Problem Tanımı A
Kayıtlarda "bowl" sözcüğünü içeren bütün satırları, hiçbir değişiklik yapmadan listeleyin.

□ □ □

Post

Küçük Şehirde Yalnızlık Üzerine

Küçük Şehirde Yalnızlık Üzerine
Bir dertleşme ve çağrı yazısı

Büyük bir şehirden küçük bir şehre taşındığımda, fark ettiğim ilk şey sessizlikti. İlk günler güzeldi aslında; gürültü yoktu, trafik yoktu, insanlar daha tanıdık gibiydi. Ama zaman geçtikçe bu sessizliğin altında derin bir yalnızlık, karanlık bir durgunluk olduğunu görmeye başladım. Bir yerden sonra bu şehirde genç insanların yalnız olduğunu fark ettim. Ama öyle “kendi haline düşkün” bir yalnızlık değil bu; bastırılmış, içine kapanmış, konuşmaktan, paylaşmaktan çekinir bir yalnızlık.

Özellikle öğrencilerle tanıştıkça bunu daha iyi anladım. Üniversite dediğin şey büyük şehirlerde biraz sosyal alanlar, kulüpler, etkinlikler, tartışmalar, kolektif yaşantılar demek. Ama küçük şehirde öyle değil. Öğrenciler dersine giriyor, eve gidiyor. Kampüs koca bir beton alan; sosyalleşme yok, dayanışma yok. “Kampüs kültürü” diye bir şey yok. Kimse kimseyi tanımıyor, kimse kimseye güvenmiyor. Geriye sadece yalnızlık kalıyor. Ve bu yalnızlık, zamanla içte büyüyen bir depresyona dönüşüyor.

Bir de mezunlar var. Okulu bitirip evine dönen, küçük şehirde iş bulamayan, ya da bulduğu işte sigortasız, asgari ücretin bile altında çalışan gençler. Kimi markette, sanayide, kimi parasını düzenli alamıyor. Çoğu hâlâ ailesiyle yaşıyor ama artık evde bile huzursuz. Kendi hayatını kuramayan, kendini boğulmuş hisseden bir gençlik var. Ve bu gençlik yalnız. Çünkü bu şehirlerde ne dayanışma var, ne de nefes alınacak bir politik alan.

□ □ □

Problem Tanımı B
Aşağıdaki ifadelerin küçük şehirde yalnızlık üzerine yazıyla uyuşup uyuşmadığını belirtin. Her birine evet ya da hayır deyin ve karar veren sözleri yazıdan aynen alıntılayın. (i) Küçük şehre taşınıldıktan sonraki ilk günler güzeldi. (ii) Küçük şehirdeki kampüste sosyalleşme ve dayanışma vardır. (iii) Mezunların çoğu artık ailesinden ayrı yaşıyor.

Görev Girdileri
□ □ □

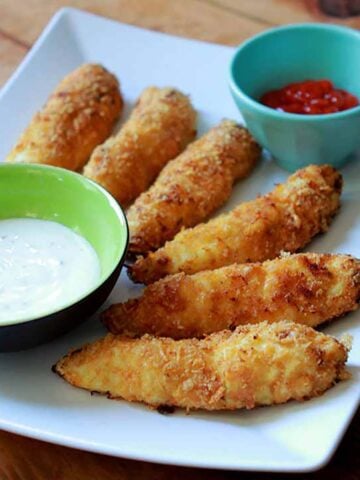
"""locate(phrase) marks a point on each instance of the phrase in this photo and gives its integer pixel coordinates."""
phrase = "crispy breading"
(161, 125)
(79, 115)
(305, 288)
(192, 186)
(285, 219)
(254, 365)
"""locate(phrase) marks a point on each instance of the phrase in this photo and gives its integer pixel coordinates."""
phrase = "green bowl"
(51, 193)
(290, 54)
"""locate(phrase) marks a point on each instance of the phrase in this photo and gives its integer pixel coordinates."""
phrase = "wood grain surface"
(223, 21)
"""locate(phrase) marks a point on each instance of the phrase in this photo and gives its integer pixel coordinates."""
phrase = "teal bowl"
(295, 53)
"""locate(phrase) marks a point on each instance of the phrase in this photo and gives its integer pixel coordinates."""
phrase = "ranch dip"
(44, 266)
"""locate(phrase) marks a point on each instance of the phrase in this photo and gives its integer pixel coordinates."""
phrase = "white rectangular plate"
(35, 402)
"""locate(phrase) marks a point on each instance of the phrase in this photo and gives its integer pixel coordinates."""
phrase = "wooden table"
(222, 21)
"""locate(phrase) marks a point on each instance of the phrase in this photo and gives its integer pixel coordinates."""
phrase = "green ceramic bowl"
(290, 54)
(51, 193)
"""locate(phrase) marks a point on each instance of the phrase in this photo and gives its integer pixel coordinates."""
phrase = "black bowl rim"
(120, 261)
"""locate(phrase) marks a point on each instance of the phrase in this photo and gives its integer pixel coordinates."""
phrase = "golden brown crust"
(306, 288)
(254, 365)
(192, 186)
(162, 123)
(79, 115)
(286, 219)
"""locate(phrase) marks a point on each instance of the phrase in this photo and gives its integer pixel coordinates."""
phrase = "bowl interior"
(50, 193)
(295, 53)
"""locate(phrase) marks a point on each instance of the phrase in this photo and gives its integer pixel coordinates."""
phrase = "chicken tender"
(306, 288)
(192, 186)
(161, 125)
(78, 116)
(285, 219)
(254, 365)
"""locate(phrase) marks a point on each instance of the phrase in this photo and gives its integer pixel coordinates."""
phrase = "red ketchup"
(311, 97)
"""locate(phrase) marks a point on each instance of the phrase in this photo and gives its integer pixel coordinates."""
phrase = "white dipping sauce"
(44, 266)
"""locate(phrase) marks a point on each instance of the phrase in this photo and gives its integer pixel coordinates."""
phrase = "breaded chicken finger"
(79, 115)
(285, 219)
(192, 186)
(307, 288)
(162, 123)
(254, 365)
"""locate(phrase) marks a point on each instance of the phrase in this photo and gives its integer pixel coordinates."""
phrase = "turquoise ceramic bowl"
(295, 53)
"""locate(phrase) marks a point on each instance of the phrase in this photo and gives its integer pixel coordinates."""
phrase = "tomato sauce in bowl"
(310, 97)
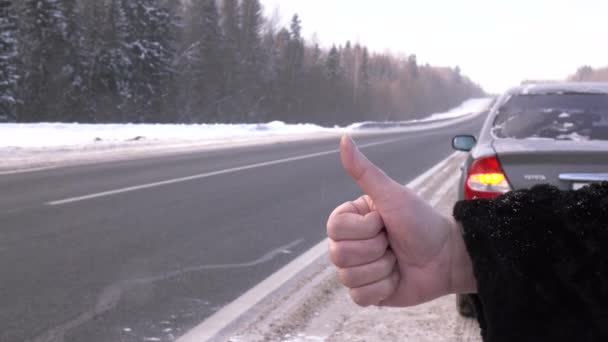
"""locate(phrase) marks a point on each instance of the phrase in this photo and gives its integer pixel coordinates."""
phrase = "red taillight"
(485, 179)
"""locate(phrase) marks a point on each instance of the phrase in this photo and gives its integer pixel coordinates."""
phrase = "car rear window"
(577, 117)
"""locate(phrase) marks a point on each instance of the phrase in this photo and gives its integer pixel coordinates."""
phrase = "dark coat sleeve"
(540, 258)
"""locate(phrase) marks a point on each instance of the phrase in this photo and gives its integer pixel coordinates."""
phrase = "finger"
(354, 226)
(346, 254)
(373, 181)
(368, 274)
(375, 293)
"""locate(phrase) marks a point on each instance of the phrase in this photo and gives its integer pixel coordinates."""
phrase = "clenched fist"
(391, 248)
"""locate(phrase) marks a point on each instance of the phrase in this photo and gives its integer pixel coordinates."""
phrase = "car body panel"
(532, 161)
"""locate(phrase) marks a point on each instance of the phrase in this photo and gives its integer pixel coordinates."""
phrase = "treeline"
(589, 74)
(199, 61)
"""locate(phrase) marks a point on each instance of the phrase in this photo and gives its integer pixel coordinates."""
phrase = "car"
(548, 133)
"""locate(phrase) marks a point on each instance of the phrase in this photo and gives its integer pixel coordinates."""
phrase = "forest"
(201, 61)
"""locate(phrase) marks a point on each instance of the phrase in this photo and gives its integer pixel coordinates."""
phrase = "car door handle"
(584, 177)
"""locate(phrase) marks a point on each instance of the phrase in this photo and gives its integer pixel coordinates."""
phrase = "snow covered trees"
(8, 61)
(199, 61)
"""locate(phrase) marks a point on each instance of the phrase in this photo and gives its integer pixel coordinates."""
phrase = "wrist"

□ □ □

Görev Yanıtı A
phrase = "green bowl"
phrase = "teal bowl"
phrase = "green ceramic bowl"
phrase = "black bowl rim"
phrase = "bowl interior"
phrase = "turquoise ceramic bowl"
phrase = "tomato sauce in bowl"

Görev Yanıtı B
(i) Evet: "İlk günler güzeldi aslında"
(ii) Hayır: "Kampüs koca bir beton alan; sosyalleşme yok, dayanışma yok."
(iii) Hayır: "Çoğu hâlâ ailesiyle yaşıyor"